▶ [DOCUMENT PASSAGE]
** begin **

Possessing off-the-chart intangibles (intangibles inherently can’t be measured with charts anyways though, right?), a solid arm, and All-ACC pedigree, Ryan appears to be the answer to the franchise’s eternal quest to find a franchise quarterback.
Despite his fantastic senior season (59.3% passes completed, 4,507 yards, and 31 touchdowns), some draft experts doubt Ryan’s ability to develop into an elite player.
The most glaring issue is Ryan’s tendency to throw interceptions, as evidenced by the 19 he tossed last season.
The high total is somewhat deceptive, says NFL Network analyst Mike Mayock. After studying film of all 19 INTs Mayock declared he was “not even a bit” troubled by the rash of turnovers.
Instead, Mayock fingers Ryan’s suspect receiving corps.
“The reason is he is trying to make a play. He doesn’t have wideouts who can uncover from a decent corner,” Mayock contends.
Baltimore coveted Ryan long before QB Steve McNair’s surprise retirement on April 17, but with other glaring needs and Ryan previously projected to be drafted in the top five, the prospect of the BC signal-caller wearing purple and black seemed unlikely.
The Dolphins (#1), Falcons (#3), and Chiefs (#5) all were considered interested in Ryan. However, Ryan’s stock has fallen in the eyes of some teams picking before the Ravens and they seem to be looking in different directions.
Miami has been in serious contract talks with OT Jake Long. The Falcons now seem enamored with DT Glenn Dorsey and the Chiefs recent shopping of DE Jared Allen makes DE Vernon Gholston a more logical pick for them.
A bigger hurdle for the Ravens snatching Ryan is a potential move by the Carolina Panthers, who hold the #13 pick and are also desperate for a franchise quarterback.
Moving up from #13 to #7 would be quite pricy for Carolina, though. According to the Trade Value Chart posted on nfldraftcountdown.com, such a transaction would require the Panthers giving up, in addition to the #13 pick, either its 2nd round pick or 3rd and 4th round selections.
In addition to decreasing interest in Ryan from other teams, the certainty of the Ravens selecting Ryan increased with GM Ozzie Newsome’s comments following the quarterback’s press conference.
"This (McNair’s retirement) will not impact our decision in the draft, not one iota," said Newsome.
If one takes Newsome at his word, the only logical conclusion from this statement is that the Ravens decided to select a QB in the first round 2008 draft before McNair’s announcement, since his departure certainly highlights the team’s need for one.
So, it certainly seems that ESPN’s John Clayton will be correct with his claim that that there is “no way” the Ravens would pass on Ryan at #8.
With the draft about as predictable as one of Kyle Boller’s passes, however, there is a good chance that the Ravens will be forced to trade up for Ryan or watch him don the hat of another team.

** end **

▶ [DATA EXTRACT]

** begin **

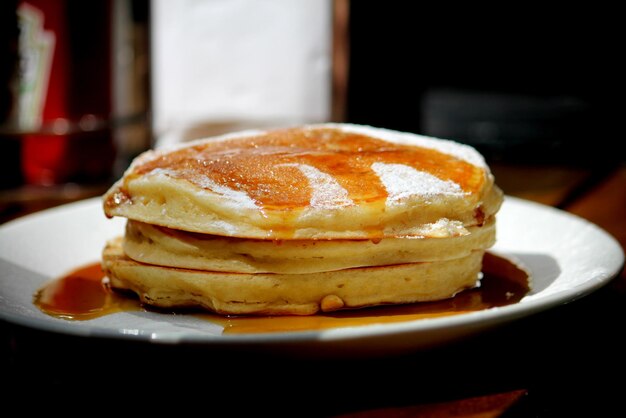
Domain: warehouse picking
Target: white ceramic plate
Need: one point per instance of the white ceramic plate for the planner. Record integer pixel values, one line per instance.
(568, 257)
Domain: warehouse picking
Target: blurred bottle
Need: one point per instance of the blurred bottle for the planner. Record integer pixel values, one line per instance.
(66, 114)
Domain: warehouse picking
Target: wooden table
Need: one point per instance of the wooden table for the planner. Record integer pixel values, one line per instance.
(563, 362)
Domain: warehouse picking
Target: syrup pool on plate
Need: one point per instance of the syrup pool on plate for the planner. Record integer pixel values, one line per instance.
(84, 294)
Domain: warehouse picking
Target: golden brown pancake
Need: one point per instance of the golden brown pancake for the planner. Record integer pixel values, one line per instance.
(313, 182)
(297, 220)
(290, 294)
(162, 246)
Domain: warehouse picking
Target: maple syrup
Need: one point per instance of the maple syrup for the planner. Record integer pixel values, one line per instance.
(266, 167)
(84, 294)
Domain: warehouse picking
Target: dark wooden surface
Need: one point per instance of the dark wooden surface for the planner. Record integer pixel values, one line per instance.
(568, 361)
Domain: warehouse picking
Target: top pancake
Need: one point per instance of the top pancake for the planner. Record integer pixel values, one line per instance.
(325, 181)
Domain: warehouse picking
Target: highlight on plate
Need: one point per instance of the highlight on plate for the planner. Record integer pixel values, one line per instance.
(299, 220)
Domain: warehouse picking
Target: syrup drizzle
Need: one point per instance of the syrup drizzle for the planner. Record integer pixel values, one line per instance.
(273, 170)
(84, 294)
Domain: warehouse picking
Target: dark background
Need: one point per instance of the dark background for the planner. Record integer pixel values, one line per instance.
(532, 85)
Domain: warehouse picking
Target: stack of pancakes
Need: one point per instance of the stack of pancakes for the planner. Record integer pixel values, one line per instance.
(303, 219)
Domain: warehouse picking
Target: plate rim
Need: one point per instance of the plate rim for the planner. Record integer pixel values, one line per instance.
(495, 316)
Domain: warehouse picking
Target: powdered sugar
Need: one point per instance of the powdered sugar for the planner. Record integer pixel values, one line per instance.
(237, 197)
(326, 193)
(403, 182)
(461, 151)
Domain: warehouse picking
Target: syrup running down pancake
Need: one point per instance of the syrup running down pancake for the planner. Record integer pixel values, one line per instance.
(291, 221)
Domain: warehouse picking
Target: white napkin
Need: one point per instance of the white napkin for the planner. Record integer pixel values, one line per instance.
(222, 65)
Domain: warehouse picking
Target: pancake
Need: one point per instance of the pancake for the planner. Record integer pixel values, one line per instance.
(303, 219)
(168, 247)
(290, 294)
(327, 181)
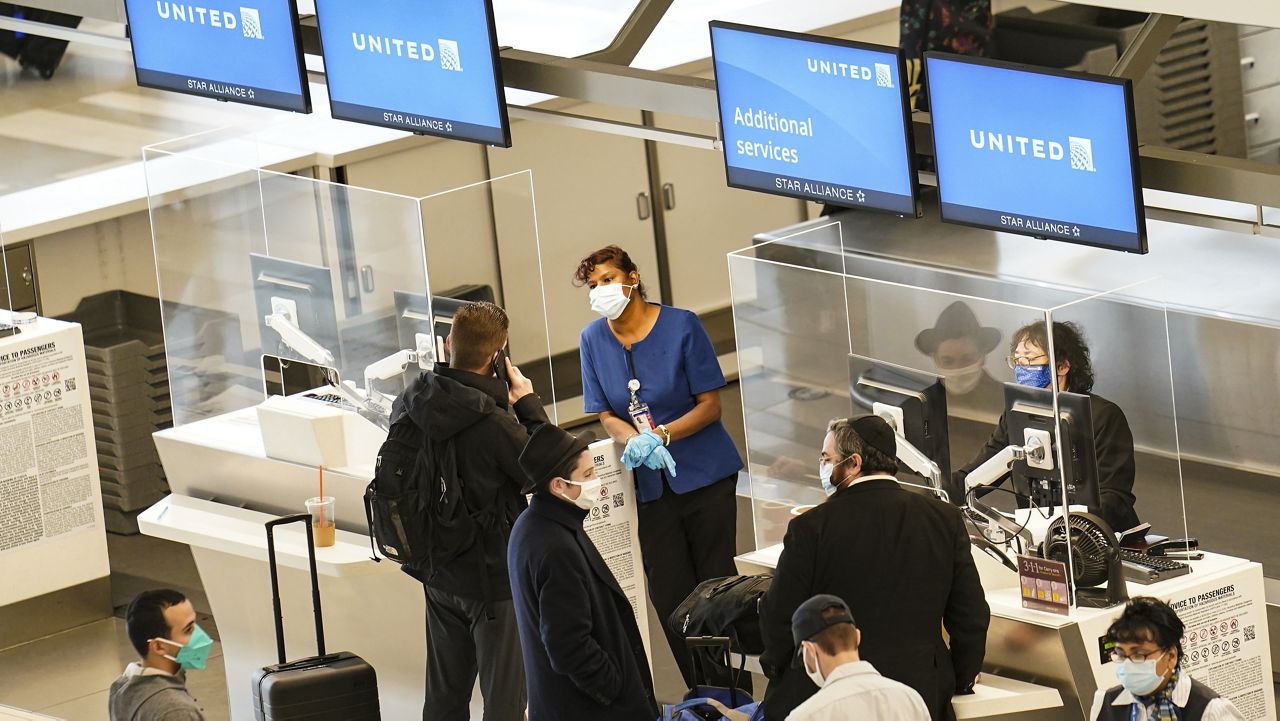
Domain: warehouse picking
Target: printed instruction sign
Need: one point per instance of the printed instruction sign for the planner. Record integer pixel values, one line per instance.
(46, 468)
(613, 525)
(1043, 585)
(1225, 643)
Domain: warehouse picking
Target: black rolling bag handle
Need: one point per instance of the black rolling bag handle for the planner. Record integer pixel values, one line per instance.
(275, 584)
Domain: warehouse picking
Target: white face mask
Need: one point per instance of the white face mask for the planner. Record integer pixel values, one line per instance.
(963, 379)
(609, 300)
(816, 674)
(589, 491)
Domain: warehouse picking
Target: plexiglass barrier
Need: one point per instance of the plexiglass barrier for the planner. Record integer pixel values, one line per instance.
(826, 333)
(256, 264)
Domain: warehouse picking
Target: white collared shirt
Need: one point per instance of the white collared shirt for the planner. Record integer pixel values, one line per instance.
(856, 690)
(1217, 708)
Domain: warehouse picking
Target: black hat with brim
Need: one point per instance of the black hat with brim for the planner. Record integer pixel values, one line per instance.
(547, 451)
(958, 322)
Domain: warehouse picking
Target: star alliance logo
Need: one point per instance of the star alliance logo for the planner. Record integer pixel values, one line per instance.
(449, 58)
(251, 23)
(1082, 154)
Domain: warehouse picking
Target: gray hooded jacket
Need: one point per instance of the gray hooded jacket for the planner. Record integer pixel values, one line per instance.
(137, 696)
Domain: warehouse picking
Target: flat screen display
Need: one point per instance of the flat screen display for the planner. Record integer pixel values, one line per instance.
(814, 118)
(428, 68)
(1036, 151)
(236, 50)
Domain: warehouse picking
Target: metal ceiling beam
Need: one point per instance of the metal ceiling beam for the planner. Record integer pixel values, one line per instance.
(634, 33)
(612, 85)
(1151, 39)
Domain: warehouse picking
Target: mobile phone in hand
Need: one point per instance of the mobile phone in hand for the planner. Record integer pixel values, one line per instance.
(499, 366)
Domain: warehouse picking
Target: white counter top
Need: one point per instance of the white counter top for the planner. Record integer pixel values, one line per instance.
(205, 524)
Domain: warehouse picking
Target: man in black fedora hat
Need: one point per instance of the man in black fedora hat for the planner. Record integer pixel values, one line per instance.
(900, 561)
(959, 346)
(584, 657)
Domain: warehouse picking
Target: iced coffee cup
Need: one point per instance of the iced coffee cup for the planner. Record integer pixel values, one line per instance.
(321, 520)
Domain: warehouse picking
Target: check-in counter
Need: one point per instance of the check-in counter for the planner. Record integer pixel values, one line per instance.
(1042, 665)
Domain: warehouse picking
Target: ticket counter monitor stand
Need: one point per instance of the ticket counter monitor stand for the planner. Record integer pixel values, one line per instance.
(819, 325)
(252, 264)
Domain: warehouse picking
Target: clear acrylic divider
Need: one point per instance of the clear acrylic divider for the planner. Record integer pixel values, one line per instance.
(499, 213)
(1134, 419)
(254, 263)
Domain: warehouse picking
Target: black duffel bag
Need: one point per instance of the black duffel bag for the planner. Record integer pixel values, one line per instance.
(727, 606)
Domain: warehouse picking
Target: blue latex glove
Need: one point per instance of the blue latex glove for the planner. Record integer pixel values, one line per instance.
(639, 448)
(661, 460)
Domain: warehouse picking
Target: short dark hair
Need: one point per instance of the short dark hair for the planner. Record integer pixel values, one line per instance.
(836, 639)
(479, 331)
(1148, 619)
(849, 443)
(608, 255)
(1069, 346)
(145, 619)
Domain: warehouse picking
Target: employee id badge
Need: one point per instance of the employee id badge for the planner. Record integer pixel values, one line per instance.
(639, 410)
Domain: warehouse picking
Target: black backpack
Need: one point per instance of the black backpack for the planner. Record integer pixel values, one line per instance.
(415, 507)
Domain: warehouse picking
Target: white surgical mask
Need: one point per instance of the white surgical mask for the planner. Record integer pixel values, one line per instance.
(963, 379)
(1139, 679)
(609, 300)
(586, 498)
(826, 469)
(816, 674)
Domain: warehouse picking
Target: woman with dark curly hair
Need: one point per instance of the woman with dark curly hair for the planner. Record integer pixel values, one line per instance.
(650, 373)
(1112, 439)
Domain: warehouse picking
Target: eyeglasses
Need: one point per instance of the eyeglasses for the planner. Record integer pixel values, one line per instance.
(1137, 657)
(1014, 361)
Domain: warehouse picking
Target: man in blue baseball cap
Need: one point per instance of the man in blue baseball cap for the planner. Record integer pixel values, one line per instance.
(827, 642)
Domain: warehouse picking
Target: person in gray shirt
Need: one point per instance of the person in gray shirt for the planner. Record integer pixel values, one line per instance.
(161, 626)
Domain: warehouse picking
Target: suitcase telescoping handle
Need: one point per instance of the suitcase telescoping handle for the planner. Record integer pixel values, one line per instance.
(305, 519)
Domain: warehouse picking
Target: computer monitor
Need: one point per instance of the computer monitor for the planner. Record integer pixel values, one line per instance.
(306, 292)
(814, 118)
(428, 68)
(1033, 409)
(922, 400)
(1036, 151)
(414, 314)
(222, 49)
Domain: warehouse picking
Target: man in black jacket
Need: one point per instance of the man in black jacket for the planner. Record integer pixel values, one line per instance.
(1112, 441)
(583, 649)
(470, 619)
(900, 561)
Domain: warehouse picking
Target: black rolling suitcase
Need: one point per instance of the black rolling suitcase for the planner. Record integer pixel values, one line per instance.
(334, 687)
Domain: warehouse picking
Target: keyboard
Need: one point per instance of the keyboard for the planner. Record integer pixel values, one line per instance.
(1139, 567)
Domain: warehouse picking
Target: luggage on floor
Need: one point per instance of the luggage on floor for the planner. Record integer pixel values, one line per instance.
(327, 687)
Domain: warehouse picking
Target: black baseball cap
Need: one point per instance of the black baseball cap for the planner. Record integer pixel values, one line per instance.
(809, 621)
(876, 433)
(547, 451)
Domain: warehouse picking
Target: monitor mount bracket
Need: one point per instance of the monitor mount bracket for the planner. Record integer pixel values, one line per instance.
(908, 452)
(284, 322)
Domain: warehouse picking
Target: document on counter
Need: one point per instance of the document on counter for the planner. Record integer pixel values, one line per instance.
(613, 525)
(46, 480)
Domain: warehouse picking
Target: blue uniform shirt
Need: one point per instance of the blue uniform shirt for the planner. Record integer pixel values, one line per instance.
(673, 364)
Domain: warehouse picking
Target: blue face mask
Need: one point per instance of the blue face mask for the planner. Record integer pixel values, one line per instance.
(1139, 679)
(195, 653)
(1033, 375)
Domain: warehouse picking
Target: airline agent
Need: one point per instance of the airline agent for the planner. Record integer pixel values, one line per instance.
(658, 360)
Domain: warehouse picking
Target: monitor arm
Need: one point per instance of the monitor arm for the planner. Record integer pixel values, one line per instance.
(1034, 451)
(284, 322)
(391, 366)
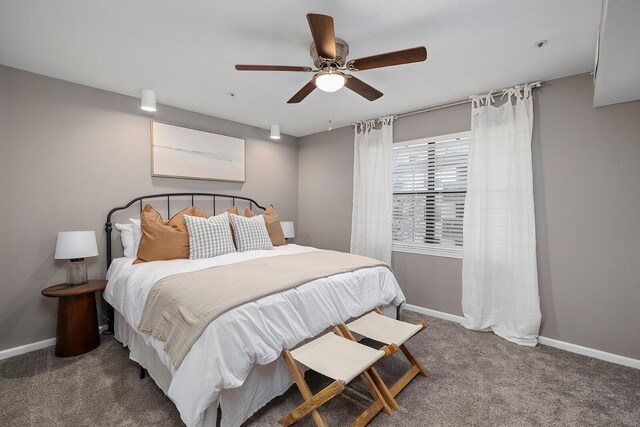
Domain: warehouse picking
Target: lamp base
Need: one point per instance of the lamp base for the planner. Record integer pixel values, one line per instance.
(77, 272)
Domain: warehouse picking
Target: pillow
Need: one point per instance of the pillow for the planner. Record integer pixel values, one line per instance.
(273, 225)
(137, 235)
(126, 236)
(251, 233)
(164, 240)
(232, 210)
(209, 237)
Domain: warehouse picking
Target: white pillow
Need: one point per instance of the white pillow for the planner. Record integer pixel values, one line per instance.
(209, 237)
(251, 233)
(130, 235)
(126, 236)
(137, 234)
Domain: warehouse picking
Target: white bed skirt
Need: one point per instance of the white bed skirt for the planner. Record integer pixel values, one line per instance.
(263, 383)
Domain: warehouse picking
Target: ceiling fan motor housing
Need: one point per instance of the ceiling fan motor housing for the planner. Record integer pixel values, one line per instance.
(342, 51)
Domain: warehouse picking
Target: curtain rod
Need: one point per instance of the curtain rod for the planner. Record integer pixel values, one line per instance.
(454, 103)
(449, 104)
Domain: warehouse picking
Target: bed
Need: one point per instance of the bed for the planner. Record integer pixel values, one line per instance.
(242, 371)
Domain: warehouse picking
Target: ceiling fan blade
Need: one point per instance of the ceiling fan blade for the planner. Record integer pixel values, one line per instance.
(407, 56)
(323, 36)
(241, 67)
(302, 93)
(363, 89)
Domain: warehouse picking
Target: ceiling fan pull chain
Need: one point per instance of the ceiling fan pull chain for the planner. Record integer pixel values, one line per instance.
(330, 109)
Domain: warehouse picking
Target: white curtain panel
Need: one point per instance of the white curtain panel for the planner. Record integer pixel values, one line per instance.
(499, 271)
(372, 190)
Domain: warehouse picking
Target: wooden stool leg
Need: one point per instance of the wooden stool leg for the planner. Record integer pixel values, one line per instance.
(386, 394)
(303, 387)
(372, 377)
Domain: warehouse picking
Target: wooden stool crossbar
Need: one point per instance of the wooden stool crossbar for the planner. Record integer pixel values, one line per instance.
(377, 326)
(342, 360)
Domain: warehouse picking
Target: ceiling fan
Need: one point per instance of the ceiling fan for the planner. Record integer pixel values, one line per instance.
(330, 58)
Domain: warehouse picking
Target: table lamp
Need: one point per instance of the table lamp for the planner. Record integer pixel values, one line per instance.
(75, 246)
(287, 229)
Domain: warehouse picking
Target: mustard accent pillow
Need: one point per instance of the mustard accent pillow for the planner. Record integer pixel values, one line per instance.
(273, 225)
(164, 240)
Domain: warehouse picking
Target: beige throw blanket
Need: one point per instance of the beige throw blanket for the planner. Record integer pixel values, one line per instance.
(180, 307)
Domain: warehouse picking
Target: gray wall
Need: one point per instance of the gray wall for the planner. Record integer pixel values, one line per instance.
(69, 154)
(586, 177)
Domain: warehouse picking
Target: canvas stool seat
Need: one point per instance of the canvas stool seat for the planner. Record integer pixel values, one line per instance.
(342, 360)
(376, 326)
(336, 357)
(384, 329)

** end **

▶ [EXERCISES TO COMPLETE]
**1.** Answer these from the draft article:
(a) How many interceptions did Ryan throw last season?
(b) Which pick do the Carolina Panthers hold?
(c) On what date did Steve McNair retire?
**2.** Gather every line of the listing that holds the word "pool".
The listing has no connection to the article on the Ravens and the quarterback draft.

▶ [SOLUTIONS FOR EACH TASK]
**1.**
(a) 19
(b) #13
(c) April 17

**2.**
Target: syrup pool on plate
Need: one point per instance of the syrup pool on plate for the planner. Record integer pixel values, one line per instance.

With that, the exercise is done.